During the American Seed Trade Association’s banquet this evening (June 23), chairman Mark Herrmann recognized Stephen Smith of DuPont Pioneer with the ASTA Lifetime Honorary Member Award, one of the association’s most prestigious awards.

Smith, who will be retiring from DuPont Pioneer, was recognized for his untiring service to the association, as well as the seed industry. Smith has served on intellectual property committees of ASTA and the Biotechnology Industry Organization, also known as BIO. He chairs the International Seed Federation ‘s Intellectual Property Committee, not to mention he is a Fellow of the Crop Science Society of America and received ASTA’s Distinguished Service Award in 2005.

“Dr. Stephen Smith is widely known, well-respected and deeply committed to the seed industry,” said Herrmann during the award presentation. “An unfailing volunteer, a tireless worker and an unrelenting defender and advocate of intellectual property rights, he has traveled the country and the work attending meetings, giving speeches, organizing symposia and other activities related to intellectual property for the seed industry.”

▶ [Problems to solve]
**1.** In the award announcement, turn the paragraph beginning "Smith, who will be retiring" into a short bulleted list that keeps its main facts.
**2.** Return, word for word, the part of the award announcement that opens with the words containing "During the American" and closes with "Award in 2005.".
You won't need the data for any of this.

▶ [Given material]

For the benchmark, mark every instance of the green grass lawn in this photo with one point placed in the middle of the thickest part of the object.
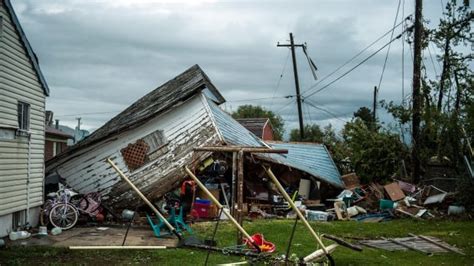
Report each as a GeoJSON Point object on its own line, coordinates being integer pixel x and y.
{"type": "Point", "coordinates": [458, 233]}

▶ [Solutions per task]
**1.**
- Smith is retiring from DuPont Pioneer and was honored for his untiring service to the association and the seed industry.
- He has served on intellectual property committees of ASTA and the Biotechnology Industry Organization (BIO).
- He chairs the International Seed Federation's Intellectual Property Committee.
- He is a Fellow of the Crop Science Society of America.
- He received ASTA's Distinguished Service Award in 2005.

**2.**
During the American Seed Trade Association’s banquet this evening (June 23), chairman Mark Herrmann recognized Stephen Smith of DuPont Pioneer with the ASTA Lifetime Honorary Member Award, one of the association’s most prestigious awards.

Smith, who will be retiring from DuPont Pioneer, was recognized for his untiring service to the association, as well as the seed industry. Smith has served on intellectual property committees of ASTA and the Biotechnology Industry Organization, also known as BIO. He chairs the International Seed Federation ‘s Intellectual Property Committee, not to mention he is a Fellow of the Crop Science Society of America and received ASTA’s Distinguished Service Award in 2005.